* **EXERCISE**:
This exercise calls for the data below to be retyped exactly, minus any images.

+++ RECORDS PROVIDED +++

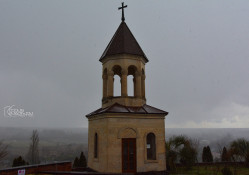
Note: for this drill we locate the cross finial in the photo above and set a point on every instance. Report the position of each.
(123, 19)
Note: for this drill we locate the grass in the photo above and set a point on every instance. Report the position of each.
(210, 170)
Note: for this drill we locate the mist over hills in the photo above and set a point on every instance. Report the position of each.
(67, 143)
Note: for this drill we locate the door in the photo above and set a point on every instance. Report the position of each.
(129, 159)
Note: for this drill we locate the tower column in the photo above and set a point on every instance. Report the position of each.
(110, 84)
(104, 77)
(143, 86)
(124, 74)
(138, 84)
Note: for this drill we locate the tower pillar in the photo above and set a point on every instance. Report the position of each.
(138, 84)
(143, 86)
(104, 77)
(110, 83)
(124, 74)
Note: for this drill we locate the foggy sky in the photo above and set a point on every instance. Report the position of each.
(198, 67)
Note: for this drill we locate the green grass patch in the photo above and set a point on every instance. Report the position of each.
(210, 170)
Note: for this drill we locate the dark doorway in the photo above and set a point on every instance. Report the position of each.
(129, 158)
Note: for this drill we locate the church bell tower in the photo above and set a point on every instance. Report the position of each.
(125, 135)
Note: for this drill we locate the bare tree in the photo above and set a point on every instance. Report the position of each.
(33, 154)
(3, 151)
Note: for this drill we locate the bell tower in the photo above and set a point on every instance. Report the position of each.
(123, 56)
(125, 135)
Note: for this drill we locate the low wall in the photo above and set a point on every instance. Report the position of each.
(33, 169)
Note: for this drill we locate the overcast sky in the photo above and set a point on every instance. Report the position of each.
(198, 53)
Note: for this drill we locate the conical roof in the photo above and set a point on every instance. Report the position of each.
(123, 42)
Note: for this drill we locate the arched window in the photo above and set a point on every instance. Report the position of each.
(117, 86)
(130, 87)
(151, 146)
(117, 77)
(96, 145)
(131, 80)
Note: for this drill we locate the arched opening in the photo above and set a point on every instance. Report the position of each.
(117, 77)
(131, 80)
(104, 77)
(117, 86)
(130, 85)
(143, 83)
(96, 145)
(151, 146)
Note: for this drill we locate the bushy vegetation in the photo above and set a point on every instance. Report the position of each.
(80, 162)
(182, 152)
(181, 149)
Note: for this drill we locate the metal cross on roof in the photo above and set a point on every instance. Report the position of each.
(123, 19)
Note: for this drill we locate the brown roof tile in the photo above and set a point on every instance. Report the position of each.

+++

* **RESPONSE AREA**:
Note: for this drill we locate the cross finial in the photo above and set a point on every instance. Report the position of each.
(123, 19)
Note: for this drill we locate the grass in the photo above and set a point on every instance. Report the position of each.
(210, 170)
Note: for this drill we locate the mist over hills in the photo above and set a point on every instance. Report the position of each.
(67, 143)
Note: for this drill we locate the door in the photo above and set a point on every instance. Report the position of each.
(129, 159)
Note: for this drill we locate the tower column in the photo above and set a point on every instance. Report the position of each.
(110, 84)
(104, 77)
(143, 86)
(124, 74)
(138, 84)
Note: for this drill we locate the tower pillar in the photo above and set a point on every instance. Report the position of each.
(138, 84)
(143, 86)
(104, 77)
(110, 83)
(124, 74)
Note: for this drill we locate the foggy sky in the photo above and set a point on every instance. Report the position of each.
(198, 67)
Note: for this drill we locate the green grass patch in the photo above and set a point on every instance. Report the position of each.
(210, 170)
Note: for this drill we locate the dark doorway in the photo above and set a point on every instance. Report the position of each.
(129, 158)
Note: for this drill we locate the church bell tower in the photo above and set a point on every instance. Report the position of each.
(125, 135)
Note: for this drill we locate the bare tree in the photo above and set a point on every instance. Report the position of each.
(33, 154)
(3, 151)
Note: for this drill we locate the bell tower in the photo above and set a point on every instance. Report the position of each.
(123, 56)
(125, 135)
Note: for this drill we locate the low wall in the photo above and set a point on every instance. Report the position of each.
(33, 169)
Note: for this drill we locate the overcast sky in the photo above and set a point on every instance. Report the position of each.
(198, 53)
Note: for this drill we locate the conical roof in the photo above and set a point on every instance. Report the position of each.
(123, 42)
Note: for this drill we locate the arched window in the photo above and set a point on every instance. Report the position of each.
(117, 86)
(130, 87)
(151, 146)
(117, 77)
(96, 145)
(131, 80)
Note: for this drill we locate the arched opening in the photo above and set a point on every instance. Report the position of each.
(117, 77)
(131, 80)
(104, 77)
(117, 86)
(130, 85)
(143, 83)
(96, 145)
(151, 146)
Note: for this drill we locate the bushy vegetation in the photo above and set a point on every instance. Report the position of each.
(80, 162)
(182, 152)
(181, 149)
Note: for this drill we locate the metal cross on roof in the photo above and set a point on every instance. Report the position of each.
(123, 19)
Note: for this drill we locate the brown roof tile in the photo above and set a point on every instance. Report the position of each.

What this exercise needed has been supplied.